**INSTRUCTIONS FOR THE TASK**: Please find each line in the records below that contains the word "shelf", and copy those lines in full.
----- SOURCE MATERIAL -----
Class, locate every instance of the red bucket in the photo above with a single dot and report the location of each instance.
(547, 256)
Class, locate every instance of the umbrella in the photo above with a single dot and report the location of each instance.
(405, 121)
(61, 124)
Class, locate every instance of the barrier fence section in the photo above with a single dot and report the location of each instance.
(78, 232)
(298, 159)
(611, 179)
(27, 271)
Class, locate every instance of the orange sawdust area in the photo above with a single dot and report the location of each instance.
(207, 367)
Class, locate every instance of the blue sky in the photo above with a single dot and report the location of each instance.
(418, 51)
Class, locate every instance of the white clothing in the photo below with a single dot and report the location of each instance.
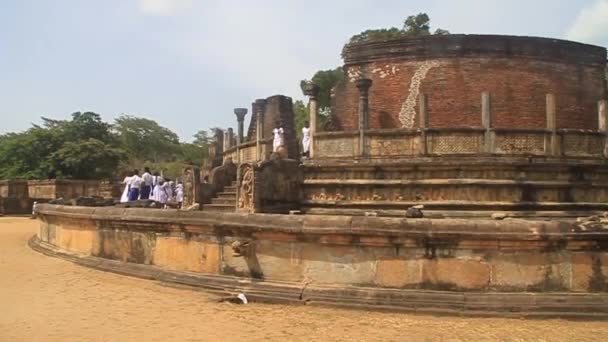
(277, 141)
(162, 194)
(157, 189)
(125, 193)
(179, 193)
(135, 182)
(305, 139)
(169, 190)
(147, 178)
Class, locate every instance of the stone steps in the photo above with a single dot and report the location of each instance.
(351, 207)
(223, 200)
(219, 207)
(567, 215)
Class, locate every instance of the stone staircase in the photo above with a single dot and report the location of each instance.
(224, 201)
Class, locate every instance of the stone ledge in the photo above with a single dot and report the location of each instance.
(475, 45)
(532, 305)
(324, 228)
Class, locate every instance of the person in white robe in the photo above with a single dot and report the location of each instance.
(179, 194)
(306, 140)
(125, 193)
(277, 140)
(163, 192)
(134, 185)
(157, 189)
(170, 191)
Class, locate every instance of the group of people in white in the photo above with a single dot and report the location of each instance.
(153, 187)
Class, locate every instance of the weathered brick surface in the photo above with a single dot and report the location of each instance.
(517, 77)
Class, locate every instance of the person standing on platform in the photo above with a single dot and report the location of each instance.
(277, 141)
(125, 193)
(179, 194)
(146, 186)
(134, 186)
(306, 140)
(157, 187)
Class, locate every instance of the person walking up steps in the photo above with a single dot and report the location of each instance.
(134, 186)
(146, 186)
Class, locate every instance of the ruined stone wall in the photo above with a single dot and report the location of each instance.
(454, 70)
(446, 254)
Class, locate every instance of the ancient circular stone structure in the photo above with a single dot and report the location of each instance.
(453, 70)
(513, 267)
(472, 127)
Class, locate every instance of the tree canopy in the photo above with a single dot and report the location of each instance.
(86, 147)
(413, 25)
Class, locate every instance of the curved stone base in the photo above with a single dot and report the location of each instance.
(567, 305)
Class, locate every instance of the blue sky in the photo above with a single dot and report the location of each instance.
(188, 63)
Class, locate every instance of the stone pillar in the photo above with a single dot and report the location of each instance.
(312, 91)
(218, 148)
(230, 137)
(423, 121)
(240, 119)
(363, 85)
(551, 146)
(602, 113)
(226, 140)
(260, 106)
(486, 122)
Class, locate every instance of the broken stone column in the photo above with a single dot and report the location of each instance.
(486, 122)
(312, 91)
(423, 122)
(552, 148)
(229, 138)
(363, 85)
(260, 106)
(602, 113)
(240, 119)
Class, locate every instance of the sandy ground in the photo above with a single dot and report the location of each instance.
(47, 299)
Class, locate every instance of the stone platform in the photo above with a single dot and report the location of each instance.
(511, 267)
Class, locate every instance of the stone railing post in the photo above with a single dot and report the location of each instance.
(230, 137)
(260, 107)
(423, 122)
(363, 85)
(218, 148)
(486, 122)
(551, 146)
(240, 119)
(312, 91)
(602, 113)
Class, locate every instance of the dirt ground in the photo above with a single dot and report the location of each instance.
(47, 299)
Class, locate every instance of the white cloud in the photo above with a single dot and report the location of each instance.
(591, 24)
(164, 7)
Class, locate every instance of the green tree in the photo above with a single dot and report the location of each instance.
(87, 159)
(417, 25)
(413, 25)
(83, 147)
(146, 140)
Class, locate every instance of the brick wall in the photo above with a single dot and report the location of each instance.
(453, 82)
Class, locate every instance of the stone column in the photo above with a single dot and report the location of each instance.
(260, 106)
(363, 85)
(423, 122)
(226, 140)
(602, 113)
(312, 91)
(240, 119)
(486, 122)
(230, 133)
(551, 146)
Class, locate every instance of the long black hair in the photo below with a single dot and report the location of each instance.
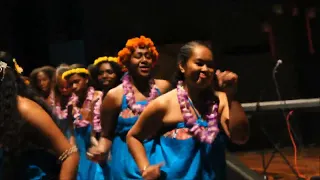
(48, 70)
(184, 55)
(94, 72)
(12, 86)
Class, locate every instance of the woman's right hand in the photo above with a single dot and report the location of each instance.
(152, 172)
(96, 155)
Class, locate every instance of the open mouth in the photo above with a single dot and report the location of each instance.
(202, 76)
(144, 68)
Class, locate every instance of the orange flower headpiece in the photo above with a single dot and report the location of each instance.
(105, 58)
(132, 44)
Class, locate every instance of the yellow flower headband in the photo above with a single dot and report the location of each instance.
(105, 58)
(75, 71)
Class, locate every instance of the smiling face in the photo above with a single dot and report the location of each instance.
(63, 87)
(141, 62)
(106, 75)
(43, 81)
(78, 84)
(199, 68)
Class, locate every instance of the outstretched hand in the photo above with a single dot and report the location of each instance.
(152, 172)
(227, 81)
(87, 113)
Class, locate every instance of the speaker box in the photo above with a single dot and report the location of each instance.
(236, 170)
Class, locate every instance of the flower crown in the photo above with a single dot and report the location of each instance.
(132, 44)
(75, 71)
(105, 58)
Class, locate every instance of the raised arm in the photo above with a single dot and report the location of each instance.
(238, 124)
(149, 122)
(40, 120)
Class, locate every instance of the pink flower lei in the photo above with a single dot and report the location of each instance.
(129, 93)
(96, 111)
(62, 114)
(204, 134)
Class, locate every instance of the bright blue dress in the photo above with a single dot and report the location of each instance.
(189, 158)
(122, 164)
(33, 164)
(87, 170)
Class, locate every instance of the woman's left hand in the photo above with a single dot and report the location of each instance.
-----
----- SOURCE MATERIAL -----
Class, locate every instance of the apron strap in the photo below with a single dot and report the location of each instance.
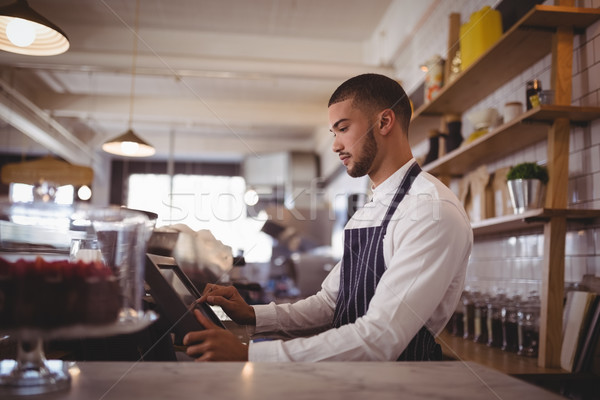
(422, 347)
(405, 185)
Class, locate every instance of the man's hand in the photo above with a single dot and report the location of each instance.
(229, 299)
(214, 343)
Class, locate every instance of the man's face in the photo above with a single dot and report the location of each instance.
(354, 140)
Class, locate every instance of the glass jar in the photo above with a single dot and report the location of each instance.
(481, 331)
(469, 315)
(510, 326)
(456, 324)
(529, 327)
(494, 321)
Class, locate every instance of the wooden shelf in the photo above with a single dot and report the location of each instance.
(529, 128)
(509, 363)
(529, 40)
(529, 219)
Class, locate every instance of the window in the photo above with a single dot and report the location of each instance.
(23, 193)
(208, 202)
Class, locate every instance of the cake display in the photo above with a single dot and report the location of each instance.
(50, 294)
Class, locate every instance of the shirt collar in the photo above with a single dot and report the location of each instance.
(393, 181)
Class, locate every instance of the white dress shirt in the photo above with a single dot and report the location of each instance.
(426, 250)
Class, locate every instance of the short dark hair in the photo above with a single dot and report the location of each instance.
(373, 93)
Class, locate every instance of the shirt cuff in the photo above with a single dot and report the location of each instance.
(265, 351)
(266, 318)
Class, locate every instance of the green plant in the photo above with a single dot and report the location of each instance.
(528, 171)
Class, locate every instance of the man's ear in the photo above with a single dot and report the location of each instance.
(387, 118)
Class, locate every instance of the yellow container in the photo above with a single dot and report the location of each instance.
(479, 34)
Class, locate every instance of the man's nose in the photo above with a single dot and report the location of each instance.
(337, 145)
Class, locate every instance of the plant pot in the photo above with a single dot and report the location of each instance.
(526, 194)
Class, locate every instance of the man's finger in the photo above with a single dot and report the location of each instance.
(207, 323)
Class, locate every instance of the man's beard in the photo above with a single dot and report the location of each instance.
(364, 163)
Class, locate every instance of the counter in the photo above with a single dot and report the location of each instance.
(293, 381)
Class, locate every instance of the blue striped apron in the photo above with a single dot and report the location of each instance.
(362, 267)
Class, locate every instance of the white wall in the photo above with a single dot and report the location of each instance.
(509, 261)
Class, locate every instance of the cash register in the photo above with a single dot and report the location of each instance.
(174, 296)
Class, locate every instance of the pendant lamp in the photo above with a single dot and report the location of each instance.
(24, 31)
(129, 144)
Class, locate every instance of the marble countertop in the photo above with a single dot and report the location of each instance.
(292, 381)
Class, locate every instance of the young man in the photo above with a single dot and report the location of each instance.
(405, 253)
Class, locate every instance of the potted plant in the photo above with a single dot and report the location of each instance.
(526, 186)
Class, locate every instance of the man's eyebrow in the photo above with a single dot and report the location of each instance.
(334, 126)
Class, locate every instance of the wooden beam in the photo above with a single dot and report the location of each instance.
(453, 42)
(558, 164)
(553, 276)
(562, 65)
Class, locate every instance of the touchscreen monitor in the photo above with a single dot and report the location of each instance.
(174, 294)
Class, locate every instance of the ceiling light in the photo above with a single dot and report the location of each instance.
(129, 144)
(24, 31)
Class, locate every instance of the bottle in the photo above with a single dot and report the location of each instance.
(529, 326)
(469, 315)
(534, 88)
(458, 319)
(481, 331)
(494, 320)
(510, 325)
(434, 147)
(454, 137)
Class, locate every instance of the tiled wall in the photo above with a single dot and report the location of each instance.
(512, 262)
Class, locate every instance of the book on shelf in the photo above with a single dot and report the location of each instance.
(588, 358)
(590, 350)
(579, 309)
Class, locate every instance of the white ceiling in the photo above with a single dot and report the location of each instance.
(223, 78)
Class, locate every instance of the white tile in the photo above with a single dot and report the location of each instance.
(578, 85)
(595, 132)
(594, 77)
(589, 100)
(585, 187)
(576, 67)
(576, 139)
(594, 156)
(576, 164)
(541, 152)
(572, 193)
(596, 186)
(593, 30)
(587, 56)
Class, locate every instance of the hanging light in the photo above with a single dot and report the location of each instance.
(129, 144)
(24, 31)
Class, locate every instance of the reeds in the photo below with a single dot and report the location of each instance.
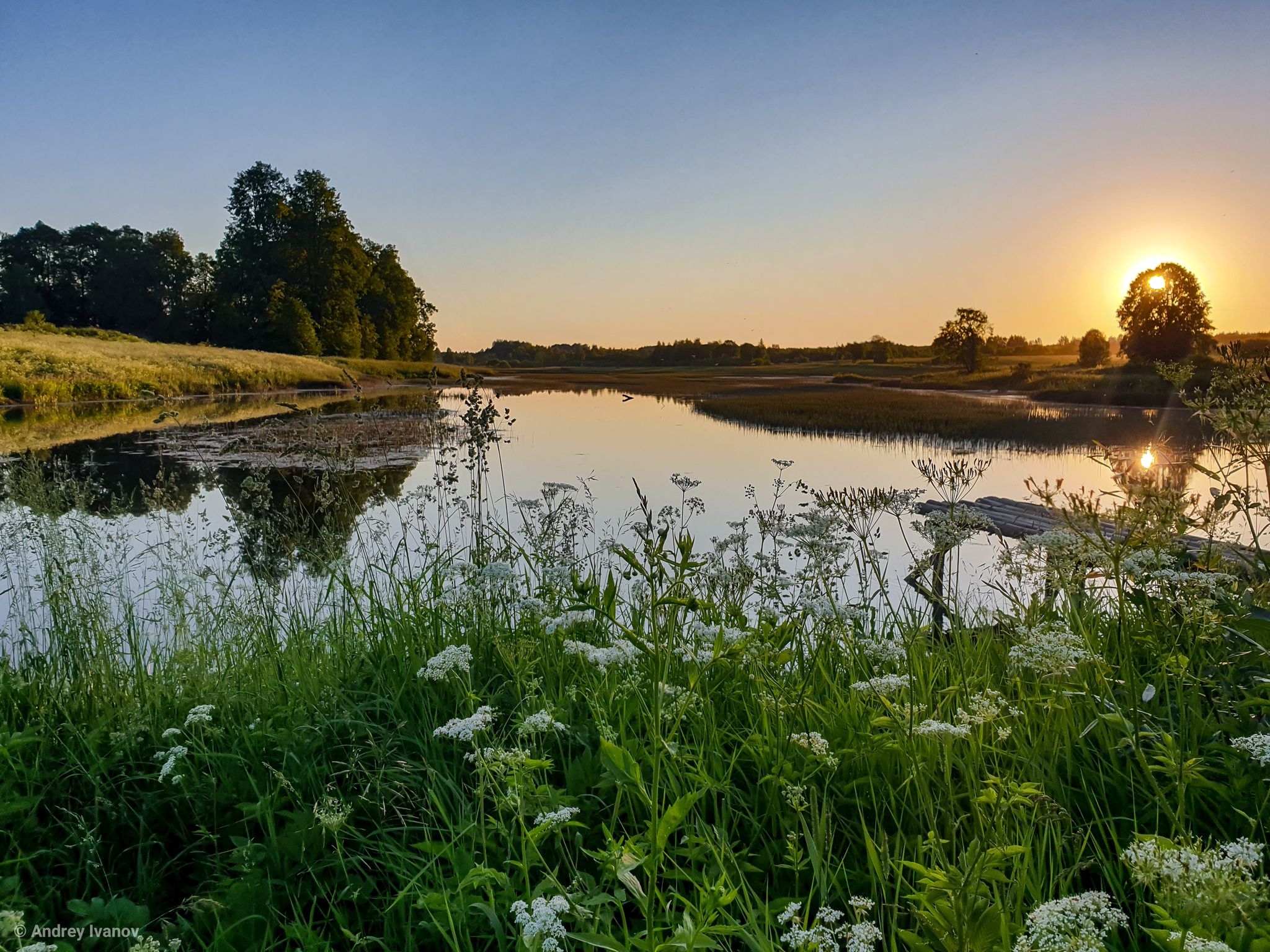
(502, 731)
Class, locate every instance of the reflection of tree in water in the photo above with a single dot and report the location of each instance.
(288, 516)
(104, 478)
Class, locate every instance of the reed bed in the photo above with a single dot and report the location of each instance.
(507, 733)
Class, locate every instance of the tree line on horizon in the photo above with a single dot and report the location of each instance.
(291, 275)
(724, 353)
-----
**ANSWER TO THIS PROBLEM**:
Class, locate every instance of the wooden shelf in the photo above with a single dot and report the location of each instance.
Class, locate every instance of the book on shelf in the photo above with a single dot and report the location of each instance.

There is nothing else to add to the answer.